Output every entry exactly as written, but omit the pictures.

(Items listed in a dataset)
[Start of Attachment]

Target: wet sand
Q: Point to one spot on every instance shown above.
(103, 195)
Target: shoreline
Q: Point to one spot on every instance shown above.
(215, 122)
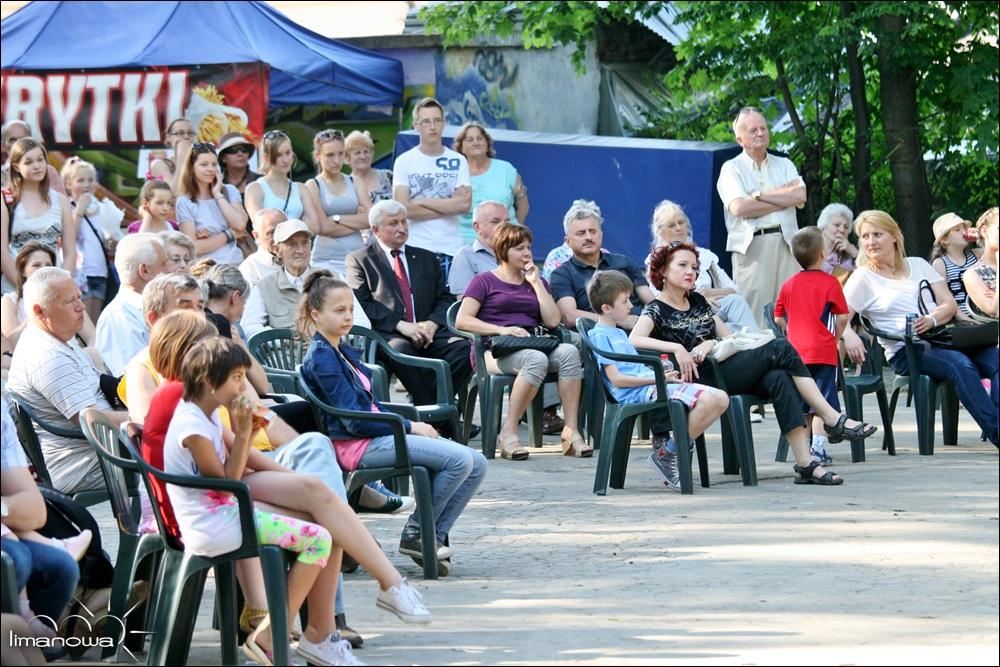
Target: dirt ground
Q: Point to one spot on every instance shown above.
(897, 566)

[End of Attachment]

__Response to the exercise__:
Target: wet sand
Q: Point to one spot on every instance shown above.
(103, 195)
Target: shoreline
Q: Point to one spot on every instance shown above.
(215, 122)
Target: dirt ground
Q: Point to one spot on every instance shown above.
(897, 566)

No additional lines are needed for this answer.